Which of the lines below hold "order"? Please return each one.

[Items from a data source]
-.-.-
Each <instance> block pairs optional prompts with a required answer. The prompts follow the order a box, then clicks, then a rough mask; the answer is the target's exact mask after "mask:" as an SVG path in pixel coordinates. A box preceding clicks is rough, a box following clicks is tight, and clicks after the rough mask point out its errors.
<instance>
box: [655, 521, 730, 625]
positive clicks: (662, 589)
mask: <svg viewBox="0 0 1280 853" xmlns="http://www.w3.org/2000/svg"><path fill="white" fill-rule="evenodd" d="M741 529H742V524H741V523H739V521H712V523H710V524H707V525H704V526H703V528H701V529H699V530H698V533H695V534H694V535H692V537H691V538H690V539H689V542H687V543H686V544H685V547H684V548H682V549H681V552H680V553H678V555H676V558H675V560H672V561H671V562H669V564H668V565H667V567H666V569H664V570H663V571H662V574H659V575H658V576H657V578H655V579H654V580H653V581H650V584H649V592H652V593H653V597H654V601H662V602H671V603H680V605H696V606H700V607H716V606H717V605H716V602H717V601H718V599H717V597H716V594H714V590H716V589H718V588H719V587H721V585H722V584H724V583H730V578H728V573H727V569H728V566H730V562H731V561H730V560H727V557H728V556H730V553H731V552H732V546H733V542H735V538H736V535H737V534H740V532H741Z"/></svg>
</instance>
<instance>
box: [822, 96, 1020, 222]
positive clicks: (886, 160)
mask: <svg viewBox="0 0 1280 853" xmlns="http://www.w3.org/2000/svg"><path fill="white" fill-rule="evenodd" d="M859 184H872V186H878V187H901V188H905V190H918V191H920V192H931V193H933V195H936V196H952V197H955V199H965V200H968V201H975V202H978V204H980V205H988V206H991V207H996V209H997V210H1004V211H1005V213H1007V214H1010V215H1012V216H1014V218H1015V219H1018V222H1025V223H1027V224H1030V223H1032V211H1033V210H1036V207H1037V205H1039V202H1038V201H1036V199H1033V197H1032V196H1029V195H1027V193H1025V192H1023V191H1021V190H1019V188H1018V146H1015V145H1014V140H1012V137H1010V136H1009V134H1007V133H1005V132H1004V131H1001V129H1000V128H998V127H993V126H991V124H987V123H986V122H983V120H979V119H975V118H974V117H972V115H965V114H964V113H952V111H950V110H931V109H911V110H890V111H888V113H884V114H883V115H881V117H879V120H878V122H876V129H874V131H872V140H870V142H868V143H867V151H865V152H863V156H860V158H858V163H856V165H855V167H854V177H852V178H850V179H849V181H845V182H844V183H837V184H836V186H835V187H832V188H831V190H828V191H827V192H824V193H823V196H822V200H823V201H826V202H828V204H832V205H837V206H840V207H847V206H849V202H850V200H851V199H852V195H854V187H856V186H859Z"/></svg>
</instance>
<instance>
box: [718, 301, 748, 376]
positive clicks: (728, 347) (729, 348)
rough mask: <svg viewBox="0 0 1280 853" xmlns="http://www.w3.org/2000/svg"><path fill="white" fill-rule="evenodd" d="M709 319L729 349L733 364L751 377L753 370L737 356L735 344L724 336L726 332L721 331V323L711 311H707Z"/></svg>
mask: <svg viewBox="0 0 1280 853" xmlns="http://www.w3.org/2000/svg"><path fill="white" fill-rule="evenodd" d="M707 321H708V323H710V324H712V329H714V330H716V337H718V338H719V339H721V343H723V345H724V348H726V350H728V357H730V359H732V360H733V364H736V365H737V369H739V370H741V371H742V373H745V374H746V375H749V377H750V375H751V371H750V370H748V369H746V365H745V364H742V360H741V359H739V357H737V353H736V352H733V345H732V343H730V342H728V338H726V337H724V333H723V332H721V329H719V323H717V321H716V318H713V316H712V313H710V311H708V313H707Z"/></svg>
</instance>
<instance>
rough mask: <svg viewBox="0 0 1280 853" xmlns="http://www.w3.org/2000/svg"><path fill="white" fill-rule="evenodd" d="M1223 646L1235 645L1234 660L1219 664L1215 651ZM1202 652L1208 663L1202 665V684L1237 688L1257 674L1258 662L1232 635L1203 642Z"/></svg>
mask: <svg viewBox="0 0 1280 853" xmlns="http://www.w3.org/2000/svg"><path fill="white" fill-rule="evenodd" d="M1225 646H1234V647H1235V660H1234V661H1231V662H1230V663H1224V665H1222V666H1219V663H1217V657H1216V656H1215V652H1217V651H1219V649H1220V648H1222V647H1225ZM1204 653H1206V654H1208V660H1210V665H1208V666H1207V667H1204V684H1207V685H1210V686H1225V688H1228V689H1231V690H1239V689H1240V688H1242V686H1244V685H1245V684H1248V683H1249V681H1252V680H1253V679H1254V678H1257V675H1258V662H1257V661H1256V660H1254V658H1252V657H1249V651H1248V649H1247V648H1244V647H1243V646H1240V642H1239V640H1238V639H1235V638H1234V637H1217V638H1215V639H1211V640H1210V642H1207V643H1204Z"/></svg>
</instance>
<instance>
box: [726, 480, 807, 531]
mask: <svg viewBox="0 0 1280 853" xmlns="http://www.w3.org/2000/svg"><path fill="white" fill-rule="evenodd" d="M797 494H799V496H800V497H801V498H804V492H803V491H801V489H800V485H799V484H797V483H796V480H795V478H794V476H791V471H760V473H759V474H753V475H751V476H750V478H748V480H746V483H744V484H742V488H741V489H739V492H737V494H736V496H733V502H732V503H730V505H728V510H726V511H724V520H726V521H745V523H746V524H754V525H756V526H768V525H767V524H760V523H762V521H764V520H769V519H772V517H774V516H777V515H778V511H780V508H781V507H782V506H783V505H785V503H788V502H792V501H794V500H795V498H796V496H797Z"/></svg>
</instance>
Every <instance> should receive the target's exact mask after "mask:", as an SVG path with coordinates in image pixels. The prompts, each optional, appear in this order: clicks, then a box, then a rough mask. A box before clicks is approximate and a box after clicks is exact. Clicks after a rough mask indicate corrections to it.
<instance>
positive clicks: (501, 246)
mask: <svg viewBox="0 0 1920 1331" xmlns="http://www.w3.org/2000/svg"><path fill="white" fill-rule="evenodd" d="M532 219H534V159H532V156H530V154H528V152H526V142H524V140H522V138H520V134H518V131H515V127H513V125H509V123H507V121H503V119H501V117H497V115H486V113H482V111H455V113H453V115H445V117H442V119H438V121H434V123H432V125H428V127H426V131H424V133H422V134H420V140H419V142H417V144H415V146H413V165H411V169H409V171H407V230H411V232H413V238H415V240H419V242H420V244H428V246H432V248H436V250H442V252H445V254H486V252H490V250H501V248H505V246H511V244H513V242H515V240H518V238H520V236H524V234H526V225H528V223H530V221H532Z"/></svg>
-.-.-
(TASK RESPONSE)
Each <instance> block pairs optional prompts with a required answer. The prompts follow the order a box, then clicks, then a rough mask; the answer is the target's exact mask after "mask:" as an SVG path in pixel coordinates. A box preceding clicks is rough, a box following clicks is tight, and clicks after the rough mask point out its errors.
Every <instance> should receive the target's exact mask after "mask:", as an SVG path with coordinates in image pixels. The prompts, each optional, appear in this order: clicks, then a box, then a rough mask. A box before clicks is approximate and a box after clicks is exact. Clicks after a rough mask indicate corrections to it.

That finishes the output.